▶ [Written task]: Repeat word for word everything from the line containing "point: black shorts" to the end of the listing, first and last lines included, and only that.

▶ [Coordinate labeling data]:
● ● ● ● ●

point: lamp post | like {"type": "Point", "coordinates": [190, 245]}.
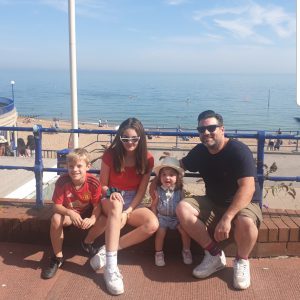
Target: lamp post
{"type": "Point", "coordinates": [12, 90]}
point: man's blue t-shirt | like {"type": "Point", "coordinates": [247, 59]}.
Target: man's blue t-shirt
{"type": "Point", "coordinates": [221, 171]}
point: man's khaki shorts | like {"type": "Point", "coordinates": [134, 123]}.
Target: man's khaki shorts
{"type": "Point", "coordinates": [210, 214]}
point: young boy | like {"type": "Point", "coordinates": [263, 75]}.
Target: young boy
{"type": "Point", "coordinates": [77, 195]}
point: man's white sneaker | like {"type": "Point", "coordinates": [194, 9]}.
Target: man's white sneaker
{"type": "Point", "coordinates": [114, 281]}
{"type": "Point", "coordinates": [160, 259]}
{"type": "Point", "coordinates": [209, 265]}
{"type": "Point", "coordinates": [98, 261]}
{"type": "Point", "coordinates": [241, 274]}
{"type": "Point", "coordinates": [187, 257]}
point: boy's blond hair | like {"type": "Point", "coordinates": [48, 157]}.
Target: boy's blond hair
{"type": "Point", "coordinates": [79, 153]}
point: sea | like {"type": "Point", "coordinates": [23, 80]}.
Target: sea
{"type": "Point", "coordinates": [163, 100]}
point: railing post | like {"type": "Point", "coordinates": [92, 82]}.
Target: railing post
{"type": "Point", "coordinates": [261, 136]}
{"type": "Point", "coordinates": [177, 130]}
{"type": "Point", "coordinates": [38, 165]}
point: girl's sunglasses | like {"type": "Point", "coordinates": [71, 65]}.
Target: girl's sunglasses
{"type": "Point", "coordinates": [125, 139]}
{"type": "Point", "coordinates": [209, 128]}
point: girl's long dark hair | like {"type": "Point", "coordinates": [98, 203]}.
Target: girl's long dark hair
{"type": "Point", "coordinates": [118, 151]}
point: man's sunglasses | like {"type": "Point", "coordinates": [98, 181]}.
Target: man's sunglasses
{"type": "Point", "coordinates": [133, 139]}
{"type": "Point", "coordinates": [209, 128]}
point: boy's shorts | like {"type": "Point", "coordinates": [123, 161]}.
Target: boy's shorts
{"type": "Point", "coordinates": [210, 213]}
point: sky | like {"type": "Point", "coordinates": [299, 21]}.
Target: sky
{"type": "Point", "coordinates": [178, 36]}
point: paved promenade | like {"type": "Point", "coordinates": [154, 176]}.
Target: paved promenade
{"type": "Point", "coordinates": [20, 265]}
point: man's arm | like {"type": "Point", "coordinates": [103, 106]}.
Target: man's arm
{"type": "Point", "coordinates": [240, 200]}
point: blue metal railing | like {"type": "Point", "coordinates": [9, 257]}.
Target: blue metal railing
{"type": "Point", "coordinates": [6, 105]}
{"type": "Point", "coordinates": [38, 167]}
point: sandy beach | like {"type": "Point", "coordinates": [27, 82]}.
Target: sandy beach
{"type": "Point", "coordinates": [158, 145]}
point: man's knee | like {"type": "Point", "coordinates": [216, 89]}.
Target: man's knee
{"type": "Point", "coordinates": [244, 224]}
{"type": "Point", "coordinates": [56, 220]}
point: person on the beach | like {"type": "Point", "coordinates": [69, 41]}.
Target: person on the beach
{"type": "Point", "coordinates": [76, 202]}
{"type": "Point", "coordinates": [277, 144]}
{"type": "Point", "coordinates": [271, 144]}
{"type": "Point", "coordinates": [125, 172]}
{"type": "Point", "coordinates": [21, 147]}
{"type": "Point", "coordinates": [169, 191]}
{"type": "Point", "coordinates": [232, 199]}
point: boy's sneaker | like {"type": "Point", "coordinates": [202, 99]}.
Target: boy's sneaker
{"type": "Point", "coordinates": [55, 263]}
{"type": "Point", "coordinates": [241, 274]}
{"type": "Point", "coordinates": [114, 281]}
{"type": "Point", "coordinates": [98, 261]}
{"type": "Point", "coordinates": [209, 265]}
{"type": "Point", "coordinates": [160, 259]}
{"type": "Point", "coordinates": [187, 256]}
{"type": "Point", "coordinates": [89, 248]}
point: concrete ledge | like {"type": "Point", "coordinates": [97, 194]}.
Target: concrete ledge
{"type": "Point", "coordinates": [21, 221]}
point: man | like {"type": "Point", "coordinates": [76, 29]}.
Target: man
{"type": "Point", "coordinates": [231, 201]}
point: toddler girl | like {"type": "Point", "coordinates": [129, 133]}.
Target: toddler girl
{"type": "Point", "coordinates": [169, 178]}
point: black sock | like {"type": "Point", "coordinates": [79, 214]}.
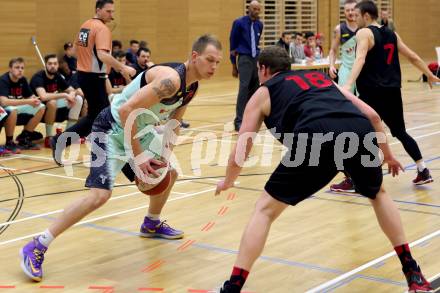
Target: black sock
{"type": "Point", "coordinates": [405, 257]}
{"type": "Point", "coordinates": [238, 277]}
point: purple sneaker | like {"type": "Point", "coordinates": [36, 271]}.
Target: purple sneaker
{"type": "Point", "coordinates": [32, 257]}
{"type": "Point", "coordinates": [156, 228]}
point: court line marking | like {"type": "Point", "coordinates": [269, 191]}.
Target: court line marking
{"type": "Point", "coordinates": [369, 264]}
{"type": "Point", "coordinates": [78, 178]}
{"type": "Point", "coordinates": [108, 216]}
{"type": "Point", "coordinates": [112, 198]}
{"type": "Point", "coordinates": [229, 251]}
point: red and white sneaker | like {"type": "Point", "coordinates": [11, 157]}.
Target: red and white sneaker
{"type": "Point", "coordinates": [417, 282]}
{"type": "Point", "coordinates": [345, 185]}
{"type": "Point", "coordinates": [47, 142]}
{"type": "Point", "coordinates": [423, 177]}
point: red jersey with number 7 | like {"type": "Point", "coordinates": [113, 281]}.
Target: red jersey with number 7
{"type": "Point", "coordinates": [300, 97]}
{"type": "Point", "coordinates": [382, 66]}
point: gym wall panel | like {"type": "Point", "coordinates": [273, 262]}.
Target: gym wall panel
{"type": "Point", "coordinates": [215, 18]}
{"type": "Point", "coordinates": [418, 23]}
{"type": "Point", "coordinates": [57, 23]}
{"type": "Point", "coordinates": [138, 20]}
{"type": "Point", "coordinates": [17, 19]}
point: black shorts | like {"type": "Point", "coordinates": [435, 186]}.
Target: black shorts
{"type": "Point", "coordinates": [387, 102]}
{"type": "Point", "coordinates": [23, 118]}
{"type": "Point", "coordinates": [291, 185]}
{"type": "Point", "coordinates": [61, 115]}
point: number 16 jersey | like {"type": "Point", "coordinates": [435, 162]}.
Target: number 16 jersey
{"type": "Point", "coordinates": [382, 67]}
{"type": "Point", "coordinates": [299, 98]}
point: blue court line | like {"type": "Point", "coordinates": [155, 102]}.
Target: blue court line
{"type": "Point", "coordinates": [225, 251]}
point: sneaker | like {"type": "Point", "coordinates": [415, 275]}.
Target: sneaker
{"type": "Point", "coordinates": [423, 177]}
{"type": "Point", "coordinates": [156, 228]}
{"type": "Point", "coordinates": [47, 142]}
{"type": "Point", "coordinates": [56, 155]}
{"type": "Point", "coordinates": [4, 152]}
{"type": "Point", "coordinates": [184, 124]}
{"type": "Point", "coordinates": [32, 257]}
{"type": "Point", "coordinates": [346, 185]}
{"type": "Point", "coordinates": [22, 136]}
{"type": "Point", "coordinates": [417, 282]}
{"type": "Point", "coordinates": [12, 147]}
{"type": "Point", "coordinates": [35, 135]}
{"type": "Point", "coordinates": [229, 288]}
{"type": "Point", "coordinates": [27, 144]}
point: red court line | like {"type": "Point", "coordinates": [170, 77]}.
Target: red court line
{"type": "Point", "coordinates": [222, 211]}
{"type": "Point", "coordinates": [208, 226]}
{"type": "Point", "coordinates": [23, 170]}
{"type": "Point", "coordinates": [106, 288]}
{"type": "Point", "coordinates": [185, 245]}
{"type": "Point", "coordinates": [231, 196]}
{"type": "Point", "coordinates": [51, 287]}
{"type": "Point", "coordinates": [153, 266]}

● ● ● ● ●

▶ [Response to the task]:
point: black shorts | like {"type": "Point", "coordinates": [435, 186]}.
Target: black shorts
{"type": "Point", "coordinates": [387, 102]}
{"type": "Point", "coordinates": [23, 118]}
{"type": "Point", "coordinates": [291, 185]}
{"type": "Point", "coordinates": [61, 115]}
point: number 16 jersey | like {"type": "Point", "coordinates": [435, 162]}.
Target: number 16 jersey
{"type": "Point", "coordinates": [382, 67]}
{"type": "Point", "coordinates": [299, 98]}
point: blue court line | like {"type": "Point", "coordinates": [155, 102]}.
Target: blue court line
{"type": "Point", "coordinates": [225, 251]}
point: sneaker | like {"type": "Point", "coordinates": [415, 275]}.
Target: sneaker
{"type": "Point", "coordinates": [423, 177]}
{"type": "Point", "coordinates": [156, 228]}
{"type": "Point", "coordinates": [47, 142]}
{"type": "Point", "coordinates": [56, 155]}
{"type": "Point", "coordinates": [4, 152]}
{"type": "Point", "coordinates": [184, 124]}
{"type": "Point", "coordinates": [32, 257]}
{"type": "Point", "coordinates": [346, 185]}
{"type": "Point", "coordinates": [22, 136]}
{"type": "Point", "coordinates": [417, 282]}
{"type": "Point", "coordinates": [12, 147]}
{"type": "Point", "coordinates": [35, 135]}
{"type": "Point", "coordinates": [229, 288]}
{"type": "Point", "coordinates": [27, 144]}
point: red court line | like {"type": "Point", "coordinates": [170, 77]}.
Target: red court line
{"type": "Point", "coordinates": [222, 211]}
{"type": "Point", "coordinates": [208, 226]}
{"type": "Point", "coordinates": [23, 170]}
{"type": "Point", "coordinates": [106, 288]}
{"type": "Point", "coordinates": [185, 245]}
{"type": "Point", "coordinates": [231, 196]}
{"type": "Point", "coordinates": [51, 287]}
{"type": "Point", "coordinates": [153, 266]}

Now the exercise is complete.